Provided material —

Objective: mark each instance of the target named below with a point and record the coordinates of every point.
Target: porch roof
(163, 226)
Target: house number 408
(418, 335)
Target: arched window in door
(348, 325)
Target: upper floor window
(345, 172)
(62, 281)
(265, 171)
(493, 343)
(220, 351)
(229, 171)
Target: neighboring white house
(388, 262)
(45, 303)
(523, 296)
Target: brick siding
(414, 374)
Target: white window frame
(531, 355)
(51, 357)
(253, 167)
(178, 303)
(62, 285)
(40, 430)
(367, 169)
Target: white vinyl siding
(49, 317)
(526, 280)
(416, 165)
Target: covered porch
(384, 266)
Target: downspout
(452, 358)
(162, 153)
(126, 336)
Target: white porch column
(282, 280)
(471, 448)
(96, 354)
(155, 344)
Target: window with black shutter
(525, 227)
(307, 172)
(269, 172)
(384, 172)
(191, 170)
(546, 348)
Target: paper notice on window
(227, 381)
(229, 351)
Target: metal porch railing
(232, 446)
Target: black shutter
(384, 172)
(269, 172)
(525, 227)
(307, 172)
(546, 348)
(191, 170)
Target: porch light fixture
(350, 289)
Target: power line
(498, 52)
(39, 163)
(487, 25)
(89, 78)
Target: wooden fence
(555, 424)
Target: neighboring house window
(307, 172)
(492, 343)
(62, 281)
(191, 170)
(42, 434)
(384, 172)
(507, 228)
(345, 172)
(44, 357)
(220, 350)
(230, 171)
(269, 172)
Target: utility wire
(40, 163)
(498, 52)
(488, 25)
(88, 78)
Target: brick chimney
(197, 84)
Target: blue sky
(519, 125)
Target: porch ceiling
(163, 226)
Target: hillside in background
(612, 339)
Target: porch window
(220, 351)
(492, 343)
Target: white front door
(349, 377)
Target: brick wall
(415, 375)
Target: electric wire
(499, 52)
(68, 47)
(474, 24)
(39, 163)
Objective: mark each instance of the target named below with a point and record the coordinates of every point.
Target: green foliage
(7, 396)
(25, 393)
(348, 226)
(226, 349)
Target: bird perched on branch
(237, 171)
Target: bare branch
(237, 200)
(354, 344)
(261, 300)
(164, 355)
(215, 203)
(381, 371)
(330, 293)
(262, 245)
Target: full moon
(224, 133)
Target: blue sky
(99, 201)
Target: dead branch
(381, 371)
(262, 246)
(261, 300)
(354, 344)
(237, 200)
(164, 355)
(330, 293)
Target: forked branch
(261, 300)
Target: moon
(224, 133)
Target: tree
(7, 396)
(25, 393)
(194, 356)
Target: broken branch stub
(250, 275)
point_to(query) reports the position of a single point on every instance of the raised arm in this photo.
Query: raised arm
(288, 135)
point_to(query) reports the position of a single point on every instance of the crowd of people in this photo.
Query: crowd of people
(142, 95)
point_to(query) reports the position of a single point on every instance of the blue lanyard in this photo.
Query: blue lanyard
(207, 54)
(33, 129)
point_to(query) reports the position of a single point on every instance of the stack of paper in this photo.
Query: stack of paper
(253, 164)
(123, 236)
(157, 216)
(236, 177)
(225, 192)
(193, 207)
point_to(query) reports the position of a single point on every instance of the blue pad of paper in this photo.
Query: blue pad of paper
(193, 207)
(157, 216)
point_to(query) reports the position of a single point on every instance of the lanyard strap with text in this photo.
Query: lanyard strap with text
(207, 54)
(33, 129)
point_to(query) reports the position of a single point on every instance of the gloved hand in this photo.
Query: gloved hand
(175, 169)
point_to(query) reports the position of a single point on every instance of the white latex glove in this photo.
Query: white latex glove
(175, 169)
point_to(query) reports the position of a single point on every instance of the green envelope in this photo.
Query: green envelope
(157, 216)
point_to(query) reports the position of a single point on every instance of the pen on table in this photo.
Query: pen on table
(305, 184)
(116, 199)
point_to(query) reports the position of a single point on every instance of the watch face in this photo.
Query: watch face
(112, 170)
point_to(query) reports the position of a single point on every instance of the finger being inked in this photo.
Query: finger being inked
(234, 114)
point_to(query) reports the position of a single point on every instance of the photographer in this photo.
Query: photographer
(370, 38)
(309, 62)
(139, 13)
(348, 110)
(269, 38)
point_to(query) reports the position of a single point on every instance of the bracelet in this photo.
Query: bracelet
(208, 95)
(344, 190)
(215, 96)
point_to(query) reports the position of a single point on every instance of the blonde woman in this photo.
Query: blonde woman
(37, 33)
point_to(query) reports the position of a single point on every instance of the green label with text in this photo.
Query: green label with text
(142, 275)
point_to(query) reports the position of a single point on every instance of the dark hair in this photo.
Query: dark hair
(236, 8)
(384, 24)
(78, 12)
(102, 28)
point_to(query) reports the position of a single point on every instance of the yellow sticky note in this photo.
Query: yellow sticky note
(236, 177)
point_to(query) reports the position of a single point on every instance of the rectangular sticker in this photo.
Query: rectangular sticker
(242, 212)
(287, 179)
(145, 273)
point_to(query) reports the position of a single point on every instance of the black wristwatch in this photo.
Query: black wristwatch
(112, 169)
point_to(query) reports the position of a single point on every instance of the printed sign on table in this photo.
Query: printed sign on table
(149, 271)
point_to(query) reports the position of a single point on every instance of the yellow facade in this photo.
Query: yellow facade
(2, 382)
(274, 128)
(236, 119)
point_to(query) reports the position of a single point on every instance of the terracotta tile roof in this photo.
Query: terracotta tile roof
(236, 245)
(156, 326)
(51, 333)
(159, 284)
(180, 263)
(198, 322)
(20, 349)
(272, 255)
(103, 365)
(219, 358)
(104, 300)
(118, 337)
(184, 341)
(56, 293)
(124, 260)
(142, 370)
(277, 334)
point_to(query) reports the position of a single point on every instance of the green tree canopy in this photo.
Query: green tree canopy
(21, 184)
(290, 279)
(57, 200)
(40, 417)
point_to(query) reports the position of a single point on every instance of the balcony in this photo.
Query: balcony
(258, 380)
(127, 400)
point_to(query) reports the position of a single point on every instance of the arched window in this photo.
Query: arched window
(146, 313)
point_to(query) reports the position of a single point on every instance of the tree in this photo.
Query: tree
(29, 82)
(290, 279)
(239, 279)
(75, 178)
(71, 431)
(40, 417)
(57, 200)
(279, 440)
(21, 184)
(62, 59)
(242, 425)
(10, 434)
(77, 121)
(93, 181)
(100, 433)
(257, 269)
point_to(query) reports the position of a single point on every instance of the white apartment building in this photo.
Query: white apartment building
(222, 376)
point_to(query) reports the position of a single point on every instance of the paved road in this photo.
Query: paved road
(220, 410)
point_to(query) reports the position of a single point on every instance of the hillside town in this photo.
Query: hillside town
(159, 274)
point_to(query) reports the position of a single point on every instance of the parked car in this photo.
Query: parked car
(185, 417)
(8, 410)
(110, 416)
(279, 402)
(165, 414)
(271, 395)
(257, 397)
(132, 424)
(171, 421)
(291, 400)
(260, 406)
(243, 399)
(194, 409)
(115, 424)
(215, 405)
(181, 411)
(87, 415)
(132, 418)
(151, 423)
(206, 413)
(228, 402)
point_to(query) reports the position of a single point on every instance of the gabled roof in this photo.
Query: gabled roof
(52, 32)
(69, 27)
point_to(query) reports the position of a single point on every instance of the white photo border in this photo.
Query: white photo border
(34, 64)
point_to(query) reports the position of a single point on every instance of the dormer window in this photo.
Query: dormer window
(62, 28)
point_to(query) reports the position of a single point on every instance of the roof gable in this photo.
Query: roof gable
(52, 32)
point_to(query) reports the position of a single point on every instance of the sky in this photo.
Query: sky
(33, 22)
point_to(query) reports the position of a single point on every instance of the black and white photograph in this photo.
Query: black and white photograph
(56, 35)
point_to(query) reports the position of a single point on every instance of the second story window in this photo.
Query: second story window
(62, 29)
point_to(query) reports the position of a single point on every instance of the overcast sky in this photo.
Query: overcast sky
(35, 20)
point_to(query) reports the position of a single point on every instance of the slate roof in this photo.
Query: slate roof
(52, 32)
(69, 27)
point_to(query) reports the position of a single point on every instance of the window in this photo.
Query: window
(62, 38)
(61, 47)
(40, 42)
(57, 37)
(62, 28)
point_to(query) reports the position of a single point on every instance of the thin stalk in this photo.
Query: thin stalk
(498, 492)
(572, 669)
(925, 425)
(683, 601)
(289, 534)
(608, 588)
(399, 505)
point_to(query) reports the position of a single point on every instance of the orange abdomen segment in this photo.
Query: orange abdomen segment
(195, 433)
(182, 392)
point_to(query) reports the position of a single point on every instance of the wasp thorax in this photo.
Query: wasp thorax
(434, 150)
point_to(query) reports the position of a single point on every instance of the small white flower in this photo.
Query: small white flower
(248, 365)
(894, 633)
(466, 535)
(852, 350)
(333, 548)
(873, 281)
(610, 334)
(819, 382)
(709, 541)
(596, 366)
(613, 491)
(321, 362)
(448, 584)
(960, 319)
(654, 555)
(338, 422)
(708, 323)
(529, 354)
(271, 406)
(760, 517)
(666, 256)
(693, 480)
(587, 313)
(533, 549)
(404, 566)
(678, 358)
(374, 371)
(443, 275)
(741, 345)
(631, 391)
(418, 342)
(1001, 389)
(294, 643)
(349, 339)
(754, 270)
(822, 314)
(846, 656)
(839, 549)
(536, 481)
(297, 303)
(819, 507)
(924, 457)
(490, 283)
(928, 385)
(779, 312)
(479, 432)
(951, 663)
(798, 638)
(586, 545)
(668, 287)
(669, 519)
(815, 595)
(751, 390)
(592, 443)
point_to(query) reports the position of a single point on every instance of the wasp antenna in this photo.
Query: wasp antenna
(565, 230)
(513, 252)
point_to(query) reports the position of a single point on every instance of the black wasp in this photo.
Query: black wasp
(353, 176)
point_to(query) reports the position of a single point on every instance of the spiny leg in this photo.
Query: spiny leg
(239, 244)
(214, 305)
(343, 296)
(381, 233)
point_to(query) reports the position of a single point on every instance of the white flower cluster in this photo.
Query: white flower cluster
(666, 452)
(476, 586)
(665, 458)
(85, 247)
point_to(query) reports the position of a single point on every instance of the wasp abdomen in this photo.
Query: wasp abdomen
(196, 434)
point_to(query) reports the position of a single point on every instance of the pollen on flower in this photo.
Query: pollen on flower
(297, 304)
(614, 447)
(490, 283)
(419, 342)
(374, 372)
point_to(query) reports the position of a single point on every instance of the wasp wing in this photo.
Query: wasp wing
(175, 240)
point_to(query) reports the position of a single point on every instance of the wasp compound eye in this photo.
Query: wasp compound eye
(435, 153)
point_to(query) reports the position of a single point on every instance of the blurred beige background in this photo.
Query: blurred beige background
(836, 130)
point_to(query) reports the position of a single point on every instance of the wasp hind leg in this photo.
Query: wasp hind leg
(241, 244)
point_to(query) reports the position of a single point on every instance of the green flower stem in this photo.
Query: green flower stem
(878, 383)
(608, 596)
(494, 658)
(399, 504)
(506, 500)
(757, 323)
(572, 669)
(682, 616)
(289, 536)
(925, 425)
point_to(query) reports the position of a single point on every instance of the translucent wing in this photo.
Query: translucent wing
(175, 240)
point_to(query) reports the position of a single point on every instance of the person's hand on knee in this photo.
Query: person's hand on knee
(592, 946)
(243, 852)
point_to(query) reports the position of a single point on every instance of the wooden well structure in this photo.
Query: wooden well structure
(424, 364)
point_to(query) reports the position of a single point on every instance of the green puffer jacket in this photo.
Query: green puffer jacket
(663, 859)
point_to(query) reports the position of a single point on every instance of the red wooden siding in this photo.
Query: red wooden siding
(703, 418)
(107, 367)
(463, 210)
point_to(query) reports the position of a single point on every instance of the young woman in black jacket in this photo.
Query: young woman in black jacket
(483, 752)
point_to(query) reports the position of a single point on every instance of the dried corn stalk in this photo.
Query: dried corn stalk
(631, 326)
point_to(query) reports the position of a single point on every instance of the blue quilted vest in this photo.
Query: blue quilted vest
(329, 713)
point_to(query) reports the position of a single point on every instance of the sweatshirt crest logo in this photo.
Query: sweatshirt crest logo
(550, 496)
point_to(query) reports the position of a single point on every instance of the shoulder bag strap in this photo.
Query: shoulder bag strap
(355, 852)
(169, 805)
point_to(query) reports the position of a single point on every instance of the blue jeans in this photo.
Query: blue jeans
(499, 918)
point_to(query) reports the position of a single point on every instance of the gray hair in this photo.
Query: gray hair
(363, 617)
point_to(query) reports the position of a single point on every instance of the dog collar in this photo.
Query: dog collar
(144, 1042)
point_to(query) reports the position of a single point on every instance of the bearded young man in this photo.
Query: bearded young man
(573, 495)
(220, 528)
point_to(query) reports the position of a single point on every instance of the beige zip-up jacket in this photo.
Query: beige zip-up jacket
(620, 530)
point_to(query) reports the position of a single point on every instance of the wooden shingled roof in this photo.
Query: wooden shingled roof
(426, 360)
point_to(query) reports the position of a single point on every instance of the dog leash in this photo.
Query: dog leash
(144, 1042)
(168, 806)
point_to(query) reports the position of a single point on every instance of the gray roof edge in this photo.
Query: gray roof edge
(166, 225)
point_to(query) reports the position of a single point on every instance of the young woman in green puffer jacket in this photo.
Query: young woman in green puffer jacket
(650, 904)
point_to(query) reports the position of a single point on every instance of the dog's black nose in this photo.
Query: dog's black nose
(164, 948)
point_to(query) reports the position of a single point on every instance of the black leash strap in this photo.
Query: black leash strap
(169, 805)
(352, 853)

Problem requirements — Each line from the one containing "collar in this photo." through the end of the entries, both included, is to be returned exactly, with no other lines.

Output below —
point_to(query) reports the position of a single point on every instance of the dog collar in this photo.
Query: dog collar
(144, 1042)
point_to(query) reports the position of a single point on every instance of the bearded young man in this photo.
Query: bearded young man
(573, 495)
(220, 528)
point_to(query) reports the position of a single point on every instance of the beige zip-up jacket in this photo.
Query: beige zip-up jacket
(620, 530)
point_to(query) reports the position of a single point on every instance of the wooden shingled roof in this photo.
Query: wooden shingled roof
(426, 360)
point_to(query) reports the position of a single point on every instance of the dog leash in this photo.
Query: dog leash
(144, 1042)
(168, 806)
point_to(query) reports the position of a single point on every instance of the gray roof edge in this photo.
Query: gray roof edge
(166, 225)
point_to(query) reports the position of a single point on every instance of the young woman in green puffer jacket in this photo.
Query: young woman in green puffer jacket
(650, 904)
point_to(query) reports the position of a single point on every instance of the dog's black nose in this photo.
Query: dog's black nose
(164, 948)
point_to(query) reports the position of a single point on every instance of the black leash strap in this photo.
Query: black leash strap
(169, 805)
(352, 853)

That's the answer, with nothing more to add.